▶ [GIVEN DATA]
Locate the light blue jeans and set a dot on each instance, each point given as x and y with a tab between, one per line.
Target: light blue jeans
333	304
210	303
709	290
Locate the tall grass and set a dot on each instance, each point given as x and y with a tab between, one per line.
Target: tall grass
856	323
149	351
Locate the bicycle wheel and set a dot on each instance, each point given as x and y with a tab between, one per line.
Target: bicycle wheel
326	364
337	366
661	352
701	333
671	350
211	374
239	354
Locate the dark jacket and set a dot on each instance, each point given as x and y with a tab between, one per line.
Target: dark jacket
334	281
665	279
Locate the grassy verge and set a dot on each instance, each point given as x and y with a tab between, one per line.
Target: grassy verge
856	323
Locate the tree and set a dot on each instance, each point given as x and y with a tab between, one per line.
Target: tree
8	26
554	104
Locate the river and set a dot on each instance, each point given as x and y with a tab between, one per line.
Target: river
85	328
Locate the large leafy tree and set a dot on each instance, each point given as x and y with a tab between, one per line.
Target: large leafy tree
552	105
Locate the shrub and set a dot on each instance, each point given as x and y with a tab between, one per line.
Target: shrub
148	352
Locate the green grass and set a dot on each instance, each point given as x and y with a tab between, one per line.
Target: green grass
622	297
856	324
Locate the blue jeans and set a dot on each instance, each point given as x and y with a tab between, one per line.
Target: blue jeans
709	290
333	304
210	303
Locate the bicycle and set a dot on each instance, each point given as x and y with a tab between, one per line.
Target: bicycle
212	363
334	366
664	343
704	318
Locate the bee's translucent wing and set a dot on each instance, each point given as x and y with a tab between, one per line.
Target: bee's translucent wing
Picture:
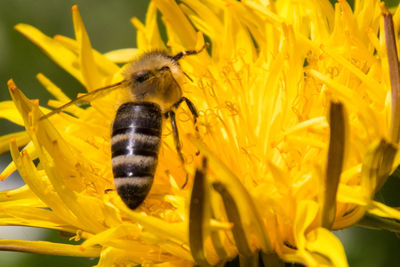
87	98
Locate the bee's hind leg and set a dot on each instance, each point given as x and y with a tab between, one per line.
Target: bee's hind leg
171	115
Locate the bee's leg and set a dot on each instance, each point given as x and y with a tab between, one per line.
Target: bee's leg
192	109
171	115
188	53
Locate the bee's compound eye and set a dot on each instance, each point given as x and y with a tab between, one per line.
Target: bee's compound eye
164	68
141	76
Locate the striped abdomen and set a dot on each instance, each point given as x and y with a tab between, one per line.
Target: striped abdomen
135	142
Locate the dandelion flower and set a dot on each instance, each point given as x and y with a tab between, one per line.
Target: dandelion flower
298	129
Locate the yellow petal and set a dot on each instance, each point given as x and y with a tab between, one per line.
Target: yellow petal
43	247
88	68
67	59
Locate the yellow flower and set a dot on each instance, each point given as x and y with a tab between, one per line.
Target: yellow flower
295	128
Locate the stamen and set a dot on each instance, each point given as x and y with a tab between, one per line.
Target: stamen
334	164
393	73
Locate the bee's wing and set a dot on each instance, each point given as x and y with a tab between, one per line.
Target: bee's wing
87	98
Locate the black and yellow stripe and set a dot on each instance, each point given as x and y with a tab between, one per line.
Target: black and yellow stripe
135	142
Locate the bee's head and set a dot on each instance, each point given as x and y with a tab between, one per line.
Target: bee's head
153	65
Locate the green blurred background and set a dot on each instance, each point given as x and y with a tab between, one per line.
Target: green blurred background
108	25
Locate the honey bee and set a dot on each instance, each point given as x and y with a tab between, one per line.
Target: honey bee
152	80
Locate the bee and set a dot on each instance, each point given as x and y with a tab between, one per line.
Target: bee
152	80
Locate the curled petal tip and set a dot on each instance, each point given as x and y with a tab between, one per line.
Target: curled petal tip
11	85
384	9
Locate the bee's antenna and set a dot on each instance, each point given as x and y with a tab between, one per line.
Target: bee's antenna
188	53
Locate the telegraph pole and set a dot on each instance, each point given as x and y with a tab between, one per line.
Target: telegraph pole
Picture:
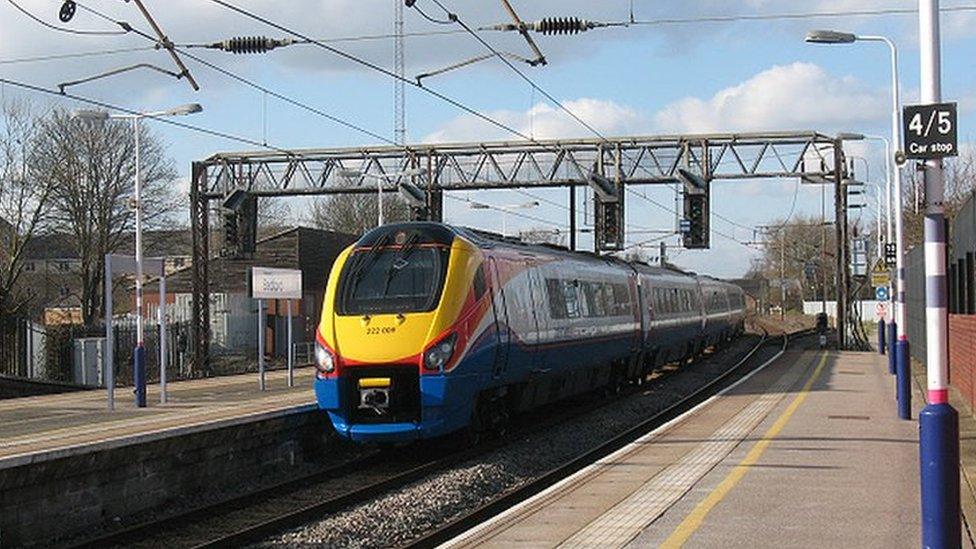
938	421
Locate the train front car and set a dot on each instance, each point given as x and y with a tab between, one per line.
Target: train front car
401	307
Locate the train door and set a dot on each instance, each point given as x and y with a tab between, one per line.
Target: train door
642	316
539	318
501	321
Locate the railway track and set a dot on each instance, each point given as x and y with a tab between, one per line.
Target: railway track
256	516
513	497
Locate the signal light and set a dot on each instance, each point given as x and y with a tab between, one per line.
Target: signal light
232	235
696	214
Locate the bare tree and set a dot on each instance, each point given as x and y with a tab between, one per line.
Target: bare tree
91	165
538	235
24	201
796	249
356	213
960	183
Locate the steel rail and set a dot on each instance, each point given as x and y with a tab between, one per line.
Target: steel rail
551	477
302	514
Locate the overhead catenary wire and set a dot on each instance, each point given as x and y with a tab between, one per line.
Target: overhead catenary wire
454	17
255	85
125	110
78	55
350	57
789	16
64	29
373	66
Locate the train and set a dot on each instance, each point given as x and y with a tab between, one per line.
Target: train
429	329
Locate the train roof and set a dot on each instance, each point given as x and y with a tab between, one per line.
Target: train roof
431	232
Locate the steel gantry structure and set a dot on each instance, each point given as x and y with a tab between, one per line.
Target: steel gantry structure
608	165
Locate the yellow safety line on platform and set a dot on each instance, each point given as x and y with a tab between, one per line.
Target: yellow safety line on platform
694	520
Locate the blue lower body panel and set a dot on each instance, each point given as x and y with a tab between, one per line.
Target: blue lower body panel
445	407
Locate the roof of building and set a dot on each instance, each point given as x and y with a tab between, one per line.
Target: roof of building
156	244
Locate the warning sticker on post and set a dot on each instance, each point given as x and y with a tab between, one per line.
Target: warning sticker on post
930	131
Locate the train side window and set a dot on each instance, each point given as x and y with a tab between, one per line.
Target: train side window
606	297
571	297
479	283
557	298
594	305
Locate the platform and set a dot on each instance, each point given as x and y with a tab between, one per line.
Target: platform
45	427
808	452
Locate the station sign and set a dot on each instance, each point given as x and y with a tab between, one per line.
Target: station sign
880	276
881	293
267	283
930	131
891	255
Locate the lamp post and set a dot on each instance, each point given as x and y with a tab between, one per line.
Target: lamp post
380	178
938	422
901	346
139	354
891	174
504	209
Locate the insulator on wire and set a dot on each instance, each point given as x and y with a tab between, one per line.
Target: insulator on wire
251	44
562	25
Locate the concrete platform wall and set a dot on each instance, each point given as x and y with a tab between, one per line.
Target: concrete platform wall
48	500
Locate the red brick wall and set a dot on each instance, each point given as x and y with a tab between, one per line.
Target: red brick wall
962	356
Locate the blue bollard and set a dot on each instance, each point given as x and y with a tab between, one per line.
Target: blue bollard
938	426
881	341
139	375
892	337
903	382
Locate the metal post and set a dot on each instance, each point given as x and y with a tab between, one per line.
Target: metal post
823	248
902	361
938	421
572	217
379	201
291	371
261	343
840	222
109	368
139	356
782	273
162	336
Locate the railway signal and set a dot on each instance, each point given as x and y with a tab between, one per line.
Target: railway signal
696	208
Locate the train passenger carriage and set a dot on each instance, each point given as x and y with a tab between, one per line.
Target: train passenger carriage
428	329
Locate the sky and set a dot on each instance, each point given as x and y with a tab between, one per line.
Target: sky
667	77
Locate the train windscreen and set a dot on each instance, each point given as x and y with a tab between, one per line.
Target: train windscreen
389	280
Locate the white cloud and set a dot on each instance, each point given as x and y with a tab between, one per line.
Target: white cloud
795	96
799	96
543	121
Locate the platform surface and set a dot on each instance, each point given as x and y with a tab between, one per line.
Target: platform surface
808	452
45	427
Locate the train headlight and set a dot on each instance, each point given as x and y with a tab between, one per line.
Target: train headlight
438	356
324	359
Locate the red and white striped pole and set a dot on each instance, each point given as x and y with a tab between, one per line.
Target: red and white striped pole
938	421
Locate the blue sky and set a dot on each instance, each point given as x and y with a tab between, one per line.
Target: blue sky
665	78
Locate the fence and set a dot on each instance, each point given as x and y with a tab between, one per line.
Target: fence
23	349
961	289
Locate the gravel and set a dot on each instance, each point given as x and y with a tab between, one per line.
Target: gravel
396	518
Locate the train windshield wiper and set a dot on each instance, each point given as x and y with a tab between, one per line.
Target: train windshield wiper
399	261
362	267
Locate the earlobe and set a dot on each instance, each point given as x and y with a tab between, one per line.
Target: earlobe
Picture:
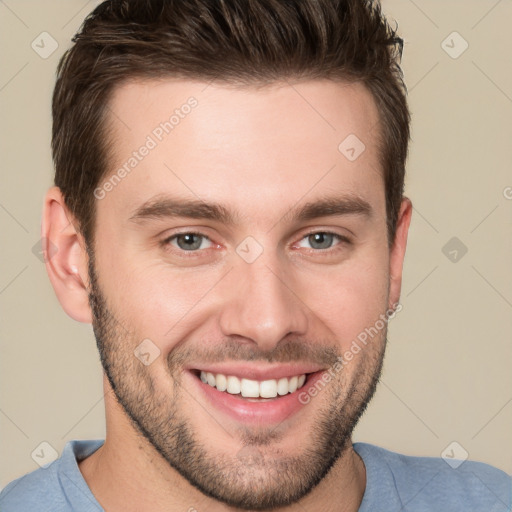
65	257
398	251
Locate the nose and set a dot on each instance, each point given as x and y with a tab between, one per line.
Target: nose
262	304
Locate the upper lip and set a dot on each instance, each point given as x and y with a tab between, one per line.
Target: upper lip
252	372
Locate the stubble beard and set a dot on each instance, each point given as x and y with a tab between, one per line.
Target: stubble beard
256	478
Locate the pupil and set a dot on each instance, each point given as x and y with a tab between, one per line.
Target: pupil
322	239
188	241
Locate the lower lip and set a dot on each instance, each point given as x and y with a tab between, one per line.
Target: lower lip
266	411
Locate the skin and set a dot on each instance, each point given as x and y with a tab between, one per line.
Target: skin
259	152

▶ [PROBLEM DETAILS] Could you recast the records as a Markdown table with the columns Row and Record line, starting with the line containing "Locate the pupil" and going on through the last line of the records, with one numbered row per line and blank lines left out?

▶ [FINAL ANSWER]
| Row | Record line |
|---|---|
| 1 | Locate the pupil and set a dot on each instance, each point given as x and y with a tab between, one per line. |
| 2 | Target: pupil |
| 3 | 322	239 |
| 4 | 188	241 |
| 5 | Locate the lower lip and set a dot on each instance, each point given as x and y with a tab between, one per line. |
| 6 | Target: lower lip |
| 7 | 266	411 |
| 8 | Locate the skin and set a dot on each instance, each point given as x and y with a tab between, one per line. |
| 9 | Target: skin |
| 10 | 259	152 |